In its filing with the Commission, the Exchange included statements concerning the purpose of and basis for the proposed rule change and discussed any comments it received on the proposed rule change. The text of these statements may be examined at the places specified in Item IV below. The Exchange has prepared summaries, set forth in sections A, B, and C below, of the most significant aspects of such statements.

A. Self-Regulatory Organization's Statement of the Purpose of, and Statutory Basis for, the Proposed Rule Change

1. Purpose

The Exchange proposes to revise the procedures for executing stock-option orders by: (1) Automating the transmission of the stock leg(s) of a stock-option combination order to a broker-dealer on behalf of members; and (2) allowing for the pricing of the options leg(s) of stock-option combination orders in penny increments.

Automatic Transmission of Stock Legs

Supplementary Material .01 to ISE Rule 722 currently describes a manual procedure by which a stock-option order may be executed on the Exchange. This manual procedure requires each party to a stock-option trade to take steps immediately to transmit the stock leg(s) of the order to a non-Exchange market for execution. The Exchange proposes to offer an automated process for the communication of stock-option orders by electronically transmitting the orders related to the stock leg(s) for execution on behalf of the parties to the trade. To participate in this automated process for stock-option orders, an ISE member must enter into a customer agreement with the designated broker-dealer. In addition, each member will be responsible for whatever fees and other charges the designated broker-dealer imposes for executing the trades. The Exchange will not receive any fees related to the stock portion of the stock-option trade. Members will be able to continue using the current manual procedure for execution of stock-option orders if they choose.

The electronic communication of the orders by the Exchange eliminates the necessity for each party to the trade to separately communicate orders to the broker-dealer for execution, thereby making the process more efficient. Once the orders are communicated to the broker-dealer for execution, the broker-dealer has complete responsibility for determining whether the orders may be executed in accordance with all of the rules applicable to execution of equity orders, including compliance with the applicable short-sale, trade-through and trade reporting rules. As with the current manual procedure, if the broker-dealer cannot execute the equity orders at the designated price, the stock-option combination order will not be executed on the Exchange.

● **Problems**
a) Write out a passage of the stock-option filing text word for word. Begin at the words "A. Self-Regulatory Organization's" and stop after "in penny increments.".
b) Based on the stock-option filing text, answer yes or no to each statement below and quote the words that decide it.
(i) The Exchange will receive fees related to the stock portion of a stock-option trade.
(ii) Members may keep using the current manual procedure for stock-option orders.
(iii) An ISE member must enter into a customer agreement with the designated broker-dealer to take part in the automated process.
c) According to the stock-option filing text, what provision currently describes the manual procedure for executing a stock-option order on the Exchange?

● **Listed entries**
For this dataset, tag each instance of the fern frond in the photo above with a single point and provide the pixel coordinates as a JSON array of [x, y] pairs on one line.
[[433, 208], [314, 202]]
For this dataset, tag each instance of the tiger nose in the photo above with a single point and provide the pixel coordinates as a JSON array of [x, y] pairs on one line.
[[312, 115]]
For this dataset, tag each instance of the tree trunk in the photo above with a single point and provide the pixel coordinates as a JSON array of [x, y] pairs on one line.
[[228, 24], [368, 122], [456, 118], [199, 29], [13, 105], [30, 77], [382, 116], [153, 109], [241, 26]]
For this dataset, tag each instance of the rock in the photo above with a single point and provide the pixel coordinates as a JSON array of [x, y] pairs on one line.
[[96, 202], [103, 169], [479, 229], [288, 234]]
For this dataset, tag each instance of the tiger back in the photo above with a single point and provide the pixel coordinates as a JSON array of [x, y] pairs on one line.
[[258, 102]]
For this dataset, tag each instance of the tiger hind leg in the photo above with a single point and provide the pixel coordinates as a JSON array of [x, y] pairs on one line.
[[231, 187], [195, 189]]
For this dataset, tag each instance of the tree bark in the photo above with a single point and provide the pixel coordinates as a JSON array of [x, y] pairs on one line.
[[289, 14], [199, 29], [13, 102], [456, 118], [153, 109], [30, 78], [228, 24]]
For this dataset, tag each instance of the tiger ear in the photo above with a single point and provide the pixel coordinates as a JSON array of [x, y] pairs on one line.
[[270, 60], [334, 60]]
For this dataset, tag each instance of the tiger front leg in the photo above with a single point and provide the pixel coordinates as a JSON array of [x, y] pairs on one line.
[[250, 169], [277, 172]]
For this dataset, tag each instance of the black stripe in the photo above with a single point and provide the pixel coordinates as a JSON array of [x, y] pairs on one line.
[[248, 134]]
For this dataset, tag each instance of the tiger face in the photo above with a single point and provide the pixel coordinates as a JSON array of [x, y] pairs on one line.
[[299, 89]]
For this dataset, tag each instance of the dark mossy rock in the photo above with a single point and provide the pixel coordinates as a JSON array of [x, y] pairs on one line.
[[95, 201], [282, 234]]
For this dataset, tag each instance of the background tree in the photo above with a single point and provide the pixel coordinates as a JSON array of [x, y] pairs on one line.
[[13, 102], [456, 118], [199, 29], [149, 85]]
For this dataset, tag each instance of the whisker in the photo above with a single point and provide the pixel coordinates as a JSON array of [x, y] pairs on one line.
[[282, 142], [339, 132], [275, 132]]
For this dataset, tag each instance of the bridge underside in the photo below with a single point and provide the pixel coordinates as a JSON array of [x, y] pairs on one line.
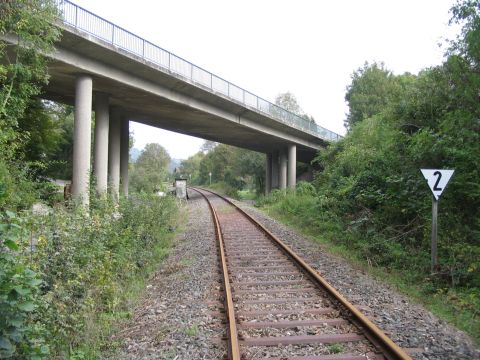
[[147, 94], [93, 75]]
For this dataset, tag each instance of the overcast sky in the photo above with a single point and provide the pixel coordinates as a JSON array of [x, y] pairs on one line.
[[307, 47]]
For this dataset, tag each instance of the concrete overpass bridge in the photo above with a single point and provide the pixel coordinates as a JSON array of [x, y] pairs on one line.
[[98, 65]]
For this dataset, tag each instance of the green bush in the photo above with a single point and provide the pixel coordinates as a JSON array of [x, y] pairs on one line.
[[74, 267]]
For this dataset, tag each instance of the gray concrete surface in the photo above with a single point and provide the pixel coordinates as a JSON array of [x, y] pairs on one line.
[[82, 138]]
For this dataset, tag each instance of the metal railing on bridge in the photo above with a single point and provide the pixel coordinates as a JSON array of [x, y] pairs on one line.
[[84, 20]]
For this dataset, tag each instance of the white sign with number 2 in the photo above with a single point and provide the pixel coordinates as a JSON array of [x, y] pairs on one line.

● **Solutions to the exercise**
a)
A. Self-Regulatory Organization's Statement of the Purpose of, and Statutory Basis for, the Proposed Rule Change

1. Purpose

The Exchange proposes to revise the procedures for executing stock-option orders by: (1) Automating the transmission of the stock leg(s) of a stock-option combination order to a broker-dealer on behalf of members; and (2) allowing for the pricing of the options leg(s) of stock-option combination orders in penny increments.

b)
(i) No: "The Exchange will not receive any fees related to the stock portion of the stock-option trade."
(ii) Yes: "Members will be able to continue using the current manual procedure for execution of stock-option orders if they choose."
(iii) Yes: "To participate in this automated process for stock-option orders, an ISE member must enter into a customer agreement with the designated broker-dealer."

c) Supplementary Material .01 to ISE Rule 722.